- **Request**: Copy out all the entries below, replacing every occurrence of "a single dot" with "one marker" and leaving everything else unchanged.

- **Supplied records**:
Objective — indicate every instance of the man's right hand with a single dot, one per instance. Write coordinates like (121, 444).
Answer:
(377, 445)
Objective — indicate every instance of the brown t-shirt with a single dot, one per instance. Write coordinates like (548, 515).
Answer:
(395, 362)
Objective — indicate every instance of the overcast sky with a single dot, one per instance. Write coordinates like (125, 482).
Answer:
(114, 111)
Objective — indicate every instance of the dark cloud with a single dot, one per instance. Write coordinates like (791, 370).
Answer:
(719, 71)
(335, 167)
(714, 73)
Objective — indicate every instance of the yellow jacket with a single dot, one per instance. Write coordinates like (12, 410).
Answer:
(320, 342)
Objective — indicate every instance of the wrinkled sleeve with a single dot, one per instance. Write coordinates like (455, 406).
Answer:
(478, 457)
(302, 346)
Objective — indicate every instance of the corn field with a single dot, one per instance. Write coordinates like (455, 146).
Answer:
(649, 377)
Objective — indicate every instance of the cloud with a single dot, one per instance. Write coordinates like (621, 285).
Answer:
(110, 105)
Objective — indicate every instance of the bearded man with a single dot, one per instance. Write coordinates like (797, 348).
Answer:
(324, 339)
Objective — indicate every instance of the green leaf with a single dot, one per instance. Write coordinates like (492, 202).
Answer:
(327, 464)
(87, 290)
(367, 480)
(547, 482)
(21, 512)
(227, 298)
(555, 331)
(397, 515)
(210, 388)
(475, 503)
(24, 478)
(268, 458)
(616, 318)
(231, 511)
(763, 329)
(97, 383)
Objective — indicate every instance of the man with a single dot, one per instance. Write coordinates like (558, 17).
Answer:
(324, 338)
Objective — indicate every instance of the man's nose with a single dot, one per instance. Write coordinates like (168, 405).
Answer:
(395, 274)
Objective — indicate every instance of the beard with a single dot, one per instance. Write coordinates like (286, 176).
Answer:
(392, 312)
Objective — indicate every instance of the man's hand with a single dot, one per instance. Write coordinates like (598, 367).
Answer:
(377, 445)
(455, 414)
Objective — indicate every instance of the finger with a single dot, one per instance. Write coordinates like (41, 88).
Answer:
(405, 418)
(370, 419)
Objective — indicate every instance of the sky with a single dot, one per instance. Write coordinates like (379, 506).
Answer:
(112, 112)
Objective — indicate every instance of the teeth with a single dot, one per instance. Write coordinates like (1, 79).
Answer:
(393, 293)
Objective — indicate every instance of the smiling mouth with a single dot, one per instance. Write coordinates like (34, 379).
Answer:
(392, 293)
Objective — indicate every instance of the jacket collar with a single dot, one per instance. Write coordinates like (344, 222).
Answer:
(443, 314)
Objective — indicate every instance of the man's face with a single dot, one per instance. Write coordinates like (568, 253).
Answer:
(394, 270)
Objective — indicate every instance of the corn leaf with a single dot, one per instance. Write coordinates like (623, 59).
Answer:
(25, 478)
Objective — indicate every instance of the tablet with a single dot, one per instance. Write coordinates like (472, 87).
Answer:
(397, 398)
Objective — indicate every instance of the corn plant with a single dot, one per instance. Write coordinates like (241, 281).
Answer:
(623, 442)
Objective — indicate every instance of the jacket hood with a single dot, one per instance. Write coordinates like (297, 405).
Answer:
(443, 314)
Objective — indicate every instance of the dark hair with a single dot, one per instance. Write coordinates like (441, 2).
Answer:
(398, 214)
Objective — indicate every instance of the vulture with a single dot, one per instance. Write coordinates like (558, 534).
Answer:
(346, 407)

- **Solved exercise**:
Objective — indicate every instance of the man's right hand with one marker, one per instance. Write coordinates like (121, 444).
Answer:
(377, 445)
Objective — indicate every instance of the brown t-shirt with one marker, one per instance. Write coordinates like (548, 515).
Answer:
(395, 362)
Objective — indicate every instance of the overcast sky with one marker, one per instance. Write coordinates like (125, 482).
Answer:
(114, 111)
Objective — indicate every instance of the dark cloud with one marker, one per instance. Write coordinates like (791, 370).
Answer:
(719, 71)
(335, 167)
(714, 73)
Objective — indicate every instance of the yellow jacket with one marker, one per instance. Write coordinates like (12, 410).
Answer:
(320, 342)
Objective — indicate every instance of the wrinkled sleeve with one marker, one per instance. Write coordinates like (455, 406).
Answer:
(478, 457)
(302, 346)
Objective — indicate every instance of the corn field with one marker, one per instance. Write coordinates like (455, 146).
Answer:
(649, 377)
Objective — indicate every instance of the cloud with one marker, one per instance. Write coordinates like (621, 285).
Answer:
(110, 105)
Objective — indicate every instance of the bearded man with one marker, one per instance. Write coordinates like (797, 348).
Answer:
(324, 339)
Objective — indicate every instance of the green leaf with one marker, one per instance. Write coordinates like (492, 202).
Answer:
(327, 464)
(87, 290)
(367, 480)
(547, 482)
(21, 512)
(227, 298)
(555, 331)
(397, 515)
(210, 388)
(475, 503)
(24, 478)
(268, 458)
(616, 318)
(231, 511)
(763, 329)
(97, 383)
Objective — indicate every instance of the man with one marker, one per instance. Write coordinates like (558, 17).
Answer:
(324, 338)
Objective — indicate every instance of the man's nose with one marker, one per instance. Write coordinates like (168, 405).
Answer:
(395, 274)
Objective — indicate every instance of the beard with one marker, one per instance. Write coordinates like (286, 176).
Answer:
(392, 312)
Objective — indicate every instance of the man's hand with one marker, one per instance. Write coordinates like (598, 367).
Answer:
(377, 445)
(455, 414)
Objective — indicate every instance of the finger with one marker, one per instance. Write coordinates like (41, 88).
Answer:
(405, 418)
(370, 419)
Objective — indicate every instance of the sky with one marker, one per instance. Write coordinates like (379, 506).
Answer:
(112, 112)
Objective — indicate every instance of the teeth with one marker, one per instance. Write coordinates like (1, 79).
Answer:
(393, 293)
Objective — indicate every instance of the smiling mouth with one marker, one per instance. Write coordinates like (34, 379).
Answer:
(392, 293)
Objective — indicate every instance of the jacket collar with one marker, one per instance. Write coordinates like (344, 222).
Answer:
(443, 314)
Objective — indicate every instance of the man's face with one marker, one per instance. Write coordinates like (568, 253).
Answer:
(394, 270)
Objective — indicate every instance of the corn leaf with one marker, one per instance. Write coordinates like (623, 59).
Answer:
(25, 478)
Objective — indicate every instance of the tablet with one marker, one per instance. Write coordinates like (472, 87).
Answer:
(397, 398)
Objective — indicate every instance of the corn plant with one marker, one per instance. Write coordinates like (241, 281).
Answer:
(623, 442)
Objective — indicate every instance of the jacket hood with one marker, one per instance. Write coordinates like (297, 405).
Answer:
(443, 314)
Objective — indicate every instance of the dark hair with one marker, one per instance. Write coordinates like (441, 2).
Answer:
(398, 214)
Objective — indicate every instance of the vulture with one marker, one per instance. Write coordinates like (558, 534).
Answer:
(346, 407)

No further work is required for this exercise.